Exercise materials -
* * *
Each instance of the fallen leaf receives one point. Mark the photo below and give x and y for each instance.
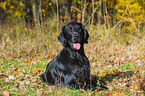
(11, 77)
(2, 75)
(5, 93)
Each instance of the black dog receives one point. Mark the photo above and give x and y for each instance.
(71, 67)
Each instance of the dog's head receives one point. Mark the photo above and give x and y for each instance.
(74, 35)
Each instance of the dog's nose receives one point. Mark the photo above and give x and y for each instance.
(76, 35)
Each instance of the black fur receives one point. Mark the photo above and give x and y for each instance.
(71, 67)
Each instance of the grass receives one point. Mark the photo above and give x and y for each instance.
(117, 58)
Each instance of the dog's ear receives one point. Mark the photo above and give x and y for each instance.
(86, 34)
(61, 37)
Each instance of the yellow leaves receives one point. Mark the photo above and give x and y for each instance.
(14, 8)
(118, 94)
(35, 70)
(3, 5)
(49, 4)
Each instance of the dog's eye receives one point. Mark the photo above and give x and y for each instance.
(69, 29)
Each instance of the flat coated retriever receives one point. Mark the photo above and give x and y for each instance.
(71, 67)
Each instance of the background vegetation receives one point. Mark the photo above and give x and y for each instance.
(116, 48)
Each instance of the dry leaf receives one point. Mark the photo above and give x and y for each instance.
(11, 77)
(5, 93)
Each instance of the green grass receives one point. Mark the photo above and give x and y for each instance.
(117, 60)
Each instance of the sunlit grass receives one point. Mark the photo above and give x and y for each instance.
(117, 60)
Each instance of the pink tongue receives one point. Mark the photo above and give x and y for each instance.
(76, 45)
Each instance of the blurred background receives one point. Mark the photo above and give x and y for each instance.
(116, 48)
(24, 23)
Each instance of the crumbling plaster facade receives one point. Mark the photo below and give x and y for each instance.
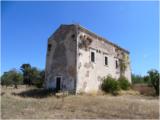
(69, 56)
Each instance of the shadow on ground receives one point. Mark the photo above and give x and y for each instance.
(35, 93)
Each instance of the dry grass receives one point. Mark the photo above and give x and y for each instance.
(30, 106)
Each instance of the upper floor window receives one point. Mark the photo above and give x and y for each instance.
(116, 63)
(106, 60)
(49, 47)
(92, 56)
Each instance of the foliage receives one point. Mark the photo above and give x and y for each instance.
(154, 78)
(110, 85)
(123, 83)
(11, 77)
(138, 79)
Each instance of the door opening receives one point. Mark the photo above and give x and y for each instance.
(58, 83)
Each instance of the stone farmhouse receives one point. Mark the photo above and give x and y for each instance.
(77, 60)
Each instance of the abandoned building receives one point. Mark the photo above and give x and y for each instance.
(78, 60)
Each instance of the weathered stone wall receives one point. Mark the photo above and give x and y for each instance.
(90, 74)
(70, 57)
(61, 58)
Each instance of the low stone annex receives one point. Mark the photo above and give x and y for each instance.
(77, 60)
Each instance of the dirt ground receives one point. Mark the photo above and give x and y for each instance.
(32, 103)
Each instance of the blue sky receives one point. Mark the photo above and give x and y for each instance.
(26, 26)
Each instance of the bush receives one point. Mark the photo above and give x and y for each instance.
(11, 77)
(123, 83)
(110, 85)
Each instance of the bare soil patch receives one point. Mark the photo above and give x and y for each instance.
(29, 103)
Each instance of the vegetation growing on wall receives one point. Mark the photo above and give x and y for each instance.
* * *
Directions -
Could you output the lines above, exactly as written, from the one containing "Each instance of the bush" through the last, with both ends included and no others?

Written response -
Each instance of the bush receives one point. Mark the photo above and give x and y for each instance.
(11, 77)
(123, 83)
(110, 85)
Each instance of the bare soil patch receives one point. Mark the photo above and give x and y for each instance.
(29, 103)
Each instance of the vegetation growing on wall receives one point. Mark the photo above and give x and y for each instance.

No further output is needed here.